__Exercise description__.
When a line in the listing contains the string "boulder", pick it out and copy it.

__The input__.
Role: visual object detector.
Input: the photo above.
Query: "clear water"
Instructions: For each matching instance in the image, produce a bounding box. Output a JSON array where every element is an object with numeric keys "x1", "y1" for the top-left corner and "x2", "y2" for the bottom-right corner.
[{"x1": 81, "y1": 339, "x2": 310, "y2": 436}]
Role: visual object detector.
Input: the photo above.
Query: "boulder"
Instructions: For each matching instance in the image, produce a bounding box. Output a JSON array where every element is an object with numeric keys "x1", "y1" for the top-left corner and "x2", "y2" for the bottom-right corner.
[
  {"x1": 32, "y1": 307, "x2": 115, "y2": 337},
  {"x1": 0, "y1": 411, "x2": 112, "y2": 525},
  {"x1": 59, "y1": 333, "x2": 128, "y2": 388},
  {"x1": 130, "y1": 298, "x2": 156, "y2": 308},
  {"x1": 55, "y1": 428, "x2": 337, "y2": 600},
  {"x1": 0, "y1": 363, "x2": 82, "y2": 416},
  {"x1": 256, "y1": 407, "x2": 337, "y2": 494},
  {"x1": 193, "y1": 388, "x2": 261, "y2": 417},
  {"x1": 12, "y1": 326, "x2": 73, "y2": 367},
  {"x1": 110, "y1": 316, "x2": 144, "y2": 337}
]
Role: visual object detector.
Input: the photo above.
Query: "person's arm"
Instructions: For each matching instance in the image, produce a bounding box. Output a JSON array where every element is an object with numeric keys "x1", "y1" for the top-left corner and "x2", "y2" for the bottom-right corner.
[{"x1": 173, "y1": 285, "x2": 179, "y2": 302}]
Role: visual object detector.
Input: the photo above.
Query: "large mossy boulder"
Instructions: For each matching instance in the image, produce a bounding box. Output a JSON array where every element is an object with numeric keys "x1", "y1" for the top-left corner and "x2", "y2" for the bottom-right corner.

__Exercise response__.
Query: "boulder"
Query: "large mossy boulder"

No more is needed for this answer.